Перепишите дословно фрагмент приведённой ниже статьи о фашизме и теле, начиная со слов «Фашизм – это» и заканчивая словами «уподобляясь самим насильникам.».

> Извлечённый текст:
=-=-=

Фашизм – это много чего. Это эксцесс идеологии, это феномен эстетики, это – и не в последнюю очередь – болезнь социального тела. Тела, измученного диалектикой садизма и мазохизма, внезапной сменой состояний агрессора и жертвы и, как следствие, тела шизофренического. Популярный пример вакханалии фашистских шизотел мы видим в картине Лилианы Кавани «Ночной портье». Однако методу противостояния эстетическим практикам микрофашизма ещё только предстоит получить распространение. В своей статье Влад ОЛЕНИЧ находит новые способы вести нефашистскую жизнь и сопротивляться насилию, не уподобляясь самим насильникам.
Известное место из «Этики» Спинозы гласит: «того, к чему способно тело, до сих пор никто ещё не определил» [1]. Тело определяется своими отношениями, формами одержимости и движениями, в которые оно вовлечено. Необходимо знать типы возможных встреч. Самое прекрасное – жить на краю, на пределе возможностей, но этот предел для каждого тела свой. Возможности тел определяют и возможности власти. Неопределённость в этом вопросе подталкивает нас к экспериментированию, но, как предупреждали Делёз-и-Гваттари, следует соблюдать осторожность, т.к. «все предприятия по дестратификации (например, выйти за пределы организма, броситься в становление) должны прежде всего соблюдать точные правила чрезвычайной предосторожности – слишком внезапная дестратификация может быть самоубийственна или стать злокачественной» [2].
Стратификация обеспечивает минимум стабильности, предотвращая трансформацию сил становления в силы деструктивные. Здесь не может быть антагонизма – только игра сред, игра линий, которые одновременно созидают и разрушают. Именно благодаря запутанности этих линий желание желает собственного подавления, поэтому, заключает Гваттари, фашизм – «ключевая тема, необходимая для понимания желания в социальной плоскости» [3].

=-=-=

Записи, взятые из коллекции
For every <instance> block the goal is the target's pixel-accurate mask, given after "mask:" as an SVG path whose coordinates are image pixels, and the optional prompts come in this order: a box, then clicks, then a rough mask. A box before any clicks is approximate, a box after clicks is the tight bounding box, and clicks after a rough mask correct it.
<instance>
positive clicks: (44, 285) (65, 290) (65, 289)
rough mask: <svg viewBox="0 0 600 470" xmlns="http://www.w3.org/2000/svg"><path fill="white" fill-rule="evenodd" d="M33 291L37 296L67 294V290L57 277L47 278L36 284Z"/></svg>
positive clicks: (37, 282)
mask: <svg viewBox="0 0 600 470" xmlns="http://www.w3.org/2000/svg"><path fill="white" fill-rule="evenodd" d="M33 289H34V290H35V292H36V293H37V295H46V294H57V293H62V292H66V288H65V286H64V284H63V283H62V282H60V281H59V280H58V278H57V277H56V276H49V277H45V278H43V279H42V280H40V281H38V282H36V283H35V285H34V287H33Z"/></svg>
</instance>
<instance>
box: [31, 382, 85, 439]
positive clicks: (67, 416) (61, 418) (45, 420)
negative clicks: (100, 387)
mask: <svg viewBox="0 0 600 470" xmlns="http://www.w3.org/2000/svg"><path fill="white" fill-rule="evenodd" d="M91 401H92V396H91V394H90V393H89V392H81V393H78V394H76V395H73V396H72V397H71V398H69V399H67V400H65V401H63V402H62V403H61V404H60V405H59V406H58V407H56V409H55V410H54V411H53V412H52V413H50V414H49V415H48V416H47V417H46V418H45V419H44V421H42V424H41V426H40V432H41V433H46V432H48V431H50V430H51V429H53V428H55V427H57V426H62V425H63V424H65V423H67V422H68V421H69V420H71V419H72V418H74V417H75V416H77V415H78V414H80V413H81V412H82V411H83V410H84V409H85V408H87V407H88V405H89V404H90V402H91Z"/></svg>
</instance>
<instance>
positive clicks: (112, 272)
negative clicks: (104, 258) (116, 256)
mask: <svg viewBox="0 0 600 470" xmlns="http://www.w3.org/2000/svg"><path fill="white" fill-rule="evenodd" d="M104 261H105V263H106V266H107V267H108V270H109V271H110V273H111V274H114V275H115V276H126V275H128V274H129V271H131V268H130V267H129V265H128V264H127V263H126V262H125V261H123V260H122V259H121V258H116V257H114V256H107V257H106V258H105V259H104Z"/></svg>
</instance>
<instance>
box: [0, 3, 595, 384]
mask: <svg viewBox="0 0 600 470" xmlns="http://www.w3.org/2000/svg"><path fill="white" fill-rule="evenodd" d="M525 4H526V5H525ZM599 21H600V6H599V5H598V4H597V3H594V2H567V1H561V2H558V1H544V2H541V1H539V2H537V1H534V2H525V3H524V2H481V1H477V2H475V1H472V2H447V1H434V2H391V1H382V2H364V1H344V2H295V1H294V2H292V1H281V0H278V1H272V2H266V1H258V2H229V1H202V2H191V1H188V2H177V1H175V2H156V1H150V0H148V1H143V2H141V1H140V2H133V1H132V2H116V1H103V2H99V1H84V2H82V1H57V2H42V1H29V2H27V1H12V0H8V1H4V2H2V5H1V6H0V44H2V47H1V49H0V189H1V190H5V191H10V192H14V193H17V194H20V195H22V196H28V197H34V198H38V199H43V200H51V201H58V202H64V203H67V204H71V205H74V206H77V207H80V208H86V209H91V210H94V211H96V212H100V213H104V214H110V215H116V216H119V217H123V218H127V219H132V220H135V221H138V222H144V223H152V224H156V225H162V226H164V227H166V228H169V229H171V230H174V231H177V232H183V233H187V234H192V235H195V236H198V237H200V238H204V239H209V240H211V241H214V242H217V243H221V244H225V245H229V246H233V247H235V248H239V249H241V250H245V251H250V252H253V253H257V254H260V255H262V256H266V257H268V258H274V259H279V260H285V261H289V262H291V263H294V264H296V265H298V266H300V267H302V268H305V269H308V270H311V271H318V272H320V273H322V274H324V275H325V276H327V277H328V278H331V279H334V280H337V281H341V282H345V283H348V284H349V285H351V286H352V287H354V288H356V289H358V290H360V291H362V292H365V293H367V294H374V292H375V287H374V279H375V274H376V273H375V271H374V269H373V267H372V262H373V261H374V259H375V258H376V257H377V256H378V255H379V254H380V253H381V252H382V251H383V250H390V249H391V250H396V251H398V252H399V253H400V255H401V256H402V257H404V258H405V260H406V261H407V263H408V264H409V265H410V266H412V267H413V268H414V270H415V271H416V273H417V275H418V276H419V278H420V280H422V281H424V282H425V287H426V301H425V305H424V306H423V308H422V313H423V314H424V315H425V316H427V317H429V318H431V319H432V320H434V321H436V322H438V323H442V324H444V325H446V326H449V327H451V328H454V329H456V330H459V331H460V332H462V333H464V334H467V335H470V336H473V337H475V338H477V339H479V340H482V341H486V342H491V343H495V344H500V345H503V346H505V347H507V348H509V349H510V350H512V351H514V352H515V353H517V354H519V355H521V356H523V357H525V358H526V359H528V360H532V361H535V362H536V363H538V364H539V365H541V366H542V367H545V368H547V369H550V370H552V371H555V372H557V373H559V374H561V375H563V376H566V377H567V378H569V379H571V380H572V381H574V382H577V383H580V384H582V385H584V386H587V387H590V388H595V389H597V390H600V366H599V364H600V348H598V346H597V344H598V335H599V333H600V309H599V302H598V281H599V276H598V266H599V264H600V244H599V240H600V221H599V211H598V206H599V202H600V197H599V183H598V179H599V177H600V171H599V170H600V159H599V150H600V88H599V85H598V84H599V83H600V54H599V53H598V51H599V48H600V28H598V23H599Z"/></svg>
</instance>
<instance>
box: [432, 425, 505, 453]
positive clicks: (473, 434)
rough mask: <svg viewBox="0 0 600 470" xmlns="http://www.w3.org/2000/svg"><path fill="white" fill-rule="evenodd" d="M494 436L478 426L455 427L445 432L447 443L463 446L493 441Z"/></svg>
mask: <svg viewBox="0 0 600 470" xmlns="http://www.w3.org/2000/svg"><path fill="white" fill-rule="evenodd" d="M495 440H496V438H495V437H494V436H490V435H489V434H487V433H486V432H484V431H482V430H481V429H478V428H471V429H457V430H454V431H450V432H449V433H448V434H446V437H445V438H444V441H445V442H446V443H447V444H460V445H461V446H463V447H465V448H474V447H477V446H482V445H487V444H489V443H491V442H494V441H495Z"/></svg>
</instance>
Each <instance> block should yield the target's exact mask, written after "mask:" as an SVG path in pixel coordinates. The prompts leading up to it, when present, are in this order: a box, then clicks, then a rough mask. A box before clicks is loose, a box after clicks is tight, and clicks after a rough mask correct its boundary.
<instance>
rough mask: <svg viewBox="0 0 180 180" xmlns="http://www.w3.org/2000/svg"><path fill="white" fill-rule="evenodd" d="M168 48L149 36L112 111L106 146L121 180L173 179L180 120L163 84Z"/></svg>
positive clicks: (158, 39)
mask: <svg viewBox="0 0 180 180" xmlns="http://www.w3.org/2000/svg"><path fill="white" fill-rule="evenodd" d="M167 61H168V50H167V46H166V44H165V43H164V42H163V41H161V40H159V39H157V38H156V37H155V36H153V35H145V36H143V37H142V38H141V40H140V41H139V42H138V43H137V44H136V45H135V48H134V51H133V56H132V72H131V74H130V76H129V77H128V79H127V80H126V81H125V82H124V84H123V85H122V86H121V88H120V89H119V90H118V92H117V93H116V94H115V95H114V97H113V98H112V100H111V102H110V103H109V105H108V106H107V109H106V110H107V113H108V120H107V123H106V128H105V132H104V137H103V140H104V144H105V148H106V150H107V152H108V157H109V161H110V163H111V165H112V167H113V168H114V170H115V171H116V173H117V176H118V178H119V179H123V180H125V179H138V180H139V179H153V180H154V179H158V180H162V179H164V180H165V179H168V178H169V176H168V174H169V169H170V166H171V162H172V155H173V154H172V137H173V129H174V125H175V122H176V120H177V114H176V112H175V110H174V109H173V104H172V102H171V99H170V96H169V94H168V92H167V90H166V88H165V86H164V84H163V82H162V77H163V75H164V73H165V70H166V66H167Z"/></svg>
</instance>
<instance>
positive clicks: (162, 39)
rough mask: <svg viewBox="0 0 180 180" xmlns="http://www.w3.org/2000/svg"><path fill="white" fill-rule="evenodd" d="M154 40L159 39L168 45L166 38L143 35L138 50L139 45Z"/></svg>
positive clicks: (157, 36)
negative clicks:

=-=-=

> Разбор решения:
Фашизм – это много чего. Это эксцесс идеологии, это феномен эстетики, это – и не в последнюю очередь – болезнь социального тела. Тела, измученного диалектикой садизма и мазохизма, внезапной сменой состояний агрессора и жертвы и, как следствие, тела шизофренического. Популярный пример вакханалии фашистских шизотел мы видим в картине Лилианы Кавани «Ночной портье». Однако методу противостояния эстетическим практикам микрофашизма ещё только предстоит получить распространение. В своей статье Влад ОЛЕНИЧ находит новые способы вести нефашистскую жизнь и сопротивляться насилию, не уподобляясь самим насильникам.